Блаженные похабы (Иванов) - страница 104

'.

При этом в начале XIII в. тот же самый посох еще считался принадлежащим апостолу Андрею.

Однако при всем этом сама юродская суть постепенно выхолащивается из культов знаменитых юродивых прошлого: так, во всех минейных и синаксарных текстах при пересказе жития Симеона вся эмесская часть оказывается выброшена[445], а в иконописном подлиннике XV в., воспроизводящем какой‑то образец комниновской эпохи, Симеон изображен, хоть и с голыми до колен ногами, но все‑таки в послушническом одеянии[446], то есть до начала его юродства.

◆ ИЗВЛЕЧЁННЫЕ ЗАПИСИ
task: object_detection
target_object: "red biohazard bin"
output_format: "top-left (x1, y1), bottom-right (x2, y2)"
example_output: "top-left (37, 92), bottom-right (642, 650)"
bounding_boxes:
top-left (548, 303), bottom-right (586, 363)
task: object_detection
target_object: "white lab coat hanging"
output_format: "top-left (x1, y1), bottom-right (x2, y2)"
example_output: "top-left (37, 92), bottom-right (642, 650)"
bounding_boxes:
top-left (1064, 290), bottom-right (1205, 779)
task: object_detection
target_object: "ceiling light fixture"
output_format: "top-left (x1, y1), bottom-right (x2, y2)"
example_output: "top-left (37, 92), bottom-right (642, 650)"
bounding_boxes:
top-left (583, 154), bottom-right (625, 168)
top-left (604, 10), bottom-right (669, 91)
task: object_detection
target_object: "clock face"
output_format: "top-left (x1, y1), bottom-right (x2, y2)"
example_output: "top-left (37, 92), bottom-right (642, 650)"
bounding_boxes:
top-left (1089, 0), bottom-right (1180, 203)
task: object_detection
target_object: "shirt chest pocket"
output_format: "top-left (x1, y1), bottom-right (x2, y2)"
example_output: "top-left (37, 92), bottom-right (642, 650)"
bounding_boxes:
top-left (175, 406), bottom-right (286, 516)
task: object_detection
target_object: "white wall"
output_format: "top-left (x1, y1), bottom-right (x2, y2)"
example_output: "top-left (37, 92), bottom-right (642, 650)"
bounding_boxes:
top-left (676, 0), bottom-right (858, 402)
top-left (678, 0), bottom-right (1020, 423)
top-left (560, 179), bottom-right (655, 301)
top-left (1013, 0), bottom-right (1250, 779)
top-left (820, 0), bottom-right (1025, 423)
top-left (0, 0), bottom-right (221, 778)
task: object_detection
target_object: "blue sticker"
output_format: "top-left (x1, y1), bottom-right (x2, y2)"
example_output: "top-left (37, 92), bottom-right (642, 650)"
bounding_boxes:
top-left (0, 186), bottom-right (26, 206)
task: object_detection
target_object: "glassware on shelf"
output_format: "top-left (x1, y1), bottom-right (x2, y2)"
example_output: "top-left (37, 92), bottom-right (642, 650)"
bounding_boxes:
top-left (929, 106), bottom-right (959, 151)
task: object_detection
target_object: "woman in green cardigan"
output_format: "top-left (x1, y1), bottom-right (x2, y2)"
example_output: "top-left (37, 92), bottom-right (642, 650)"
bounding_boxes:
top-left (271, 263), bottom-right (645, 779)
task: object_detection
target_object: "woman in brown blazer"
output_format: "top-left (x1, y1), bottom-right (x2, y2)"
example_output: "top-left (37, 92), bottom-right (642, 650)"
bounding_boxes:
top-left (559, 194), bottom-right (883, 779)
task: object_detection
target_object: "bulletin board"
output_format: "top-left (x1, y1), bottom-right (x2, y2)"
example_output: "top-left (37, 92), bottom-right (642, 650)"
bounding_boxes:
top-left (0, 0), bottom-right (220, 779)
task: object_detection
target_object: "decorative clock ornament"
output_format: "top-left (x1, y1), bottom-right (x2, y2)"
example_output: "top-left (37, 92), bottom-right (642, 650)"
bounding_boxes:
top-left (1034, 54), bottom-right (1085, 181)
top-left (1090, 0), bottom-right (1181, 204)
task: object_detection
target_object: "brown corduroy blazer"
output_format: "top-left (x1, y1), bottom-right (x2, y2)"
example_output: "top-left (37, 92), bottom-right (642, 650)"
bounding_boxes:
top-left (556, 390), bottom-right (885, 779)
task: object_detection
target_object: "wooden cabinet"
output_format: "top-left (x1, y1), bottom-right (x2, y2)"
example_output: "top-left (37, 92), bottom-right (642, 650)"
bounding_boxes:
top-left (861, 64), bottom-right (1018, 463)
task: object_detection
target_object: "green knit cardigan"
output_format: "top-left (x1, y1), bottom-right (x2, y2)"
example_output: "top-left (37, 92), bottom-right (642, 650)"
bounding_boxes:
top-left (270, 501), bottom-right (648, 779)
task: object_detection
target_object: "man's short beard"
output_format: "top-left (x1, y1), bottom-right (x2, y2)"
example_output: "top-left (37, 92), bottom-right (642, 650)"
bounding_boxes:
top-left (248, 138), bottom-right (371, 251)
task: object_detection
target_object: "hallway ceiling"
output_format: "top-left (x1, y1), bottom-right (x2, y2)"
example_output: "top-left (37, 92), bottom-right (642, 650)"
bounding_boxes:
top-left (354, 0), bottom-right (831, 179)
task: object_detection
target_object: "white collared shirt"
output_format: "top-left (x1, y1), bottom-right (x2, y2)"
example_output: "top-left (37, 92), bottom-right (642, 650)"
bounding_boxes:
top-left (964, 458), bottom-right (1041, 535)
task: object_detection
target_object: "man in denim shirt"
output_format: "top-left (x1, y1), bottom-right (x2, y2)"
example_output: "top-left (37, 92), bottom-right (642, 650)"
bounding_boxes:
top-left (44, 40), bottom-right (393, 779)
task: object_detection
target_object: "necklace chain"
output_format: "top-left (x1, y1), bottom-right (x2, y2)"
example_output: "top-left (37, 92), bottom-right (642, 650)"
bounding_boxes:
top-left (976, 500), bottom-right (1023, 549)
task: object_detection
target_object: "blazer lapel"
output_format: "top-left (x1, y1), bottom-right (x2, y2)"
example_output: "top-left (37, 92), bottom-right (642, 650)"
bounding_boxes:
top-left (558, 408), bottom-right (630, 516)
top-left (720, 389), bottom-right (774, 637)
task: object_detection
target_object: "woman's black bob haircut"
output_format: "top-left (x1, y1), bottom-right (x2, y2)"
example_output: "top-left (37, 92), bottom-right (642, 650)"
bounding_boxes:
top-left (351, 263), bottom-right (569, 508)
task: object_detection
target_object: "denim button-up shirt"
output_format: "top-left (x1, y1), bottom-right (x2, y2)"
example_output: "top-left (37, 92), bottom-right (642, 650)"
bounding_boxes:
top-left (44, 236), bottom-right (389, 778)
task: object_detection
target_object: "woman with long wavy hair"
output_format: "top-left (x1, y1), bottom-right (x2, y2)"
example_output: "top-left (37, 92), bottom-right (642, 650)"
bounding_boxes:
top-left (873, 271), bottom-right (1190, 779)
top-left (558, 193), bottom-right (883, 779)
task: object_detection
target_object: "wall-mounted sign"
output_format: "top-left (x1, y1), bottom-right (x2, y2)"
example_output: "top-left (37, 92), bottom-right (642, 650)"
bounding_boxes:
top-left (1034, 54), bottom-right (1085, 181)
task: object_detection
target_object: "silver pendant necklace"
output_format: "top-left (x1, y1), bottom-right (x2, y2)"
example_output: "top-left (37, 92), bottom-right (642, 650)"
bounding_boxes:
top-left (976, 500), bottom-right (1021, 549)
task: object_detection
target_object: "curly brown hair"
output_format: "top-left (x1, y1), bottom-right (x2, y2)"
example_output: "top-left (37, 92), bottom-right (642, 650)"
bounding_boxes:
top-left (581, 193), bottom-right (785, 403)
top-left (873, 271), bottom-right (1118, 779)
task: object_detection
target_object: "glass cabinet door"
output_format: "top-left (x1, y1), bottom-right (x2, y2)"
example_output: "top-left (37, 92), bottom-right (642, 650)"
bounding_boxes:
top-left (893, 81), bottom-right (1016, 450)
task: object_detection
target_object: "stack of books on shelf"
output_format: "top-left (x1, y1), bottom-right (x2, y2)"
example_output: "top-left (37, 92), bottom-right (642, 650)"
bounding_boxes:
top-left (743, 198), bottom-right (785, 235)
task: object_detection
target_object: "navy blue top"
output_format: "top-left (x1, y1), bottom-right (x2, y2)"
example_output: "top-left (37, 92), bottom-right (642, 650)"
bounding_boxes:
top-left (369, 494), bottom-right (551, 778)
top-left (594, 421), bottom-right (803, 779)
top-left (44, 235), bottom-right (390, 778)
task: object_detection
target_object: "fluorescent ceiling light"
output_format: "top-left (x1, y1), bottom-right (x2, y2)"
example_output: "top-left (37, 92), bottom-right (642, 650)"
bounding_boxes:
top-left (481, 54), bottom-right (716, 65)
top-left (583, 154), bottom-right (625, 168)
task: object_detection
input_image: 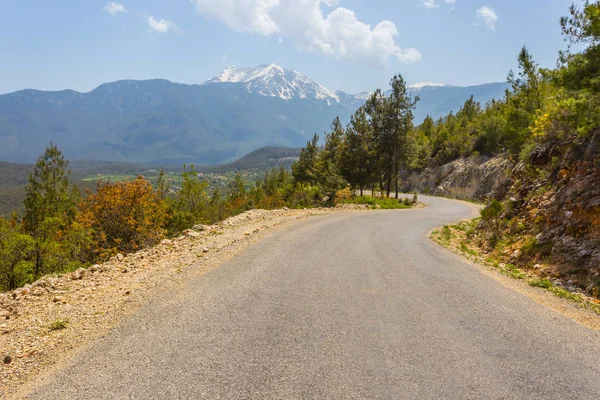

◆ ЧТО ТРЕБУЕТСЯ
Замените «посох» на «жезл» в отрывке текста о юродивых от «При этом в начале» до «начала его юродства.» и приведите этот отрывок целиком. Записи для работы не понадобятся.

◆ ОТВЕТ НИЖЕ
При этом в начале XIII в. тот же самый жезл еще считался принадлежащим апостолу Андрею.

Однако при всем этом сама юродская суть постепенно выхолащивается из культов знаменитых юродивых прошлого: так, во всех минейных и синаксарных текстах при пересказе жития Симеона вся эмесская часть оказывается выброшена[445], а в иконописном подлиннике XV в., воспроизводящем какой‑то образец комниновской эпохи, Симеон изображен, хоть и с голыми до колен ногами, но все‑таки в послушническом одеянии[446], то есть до начала его юродства.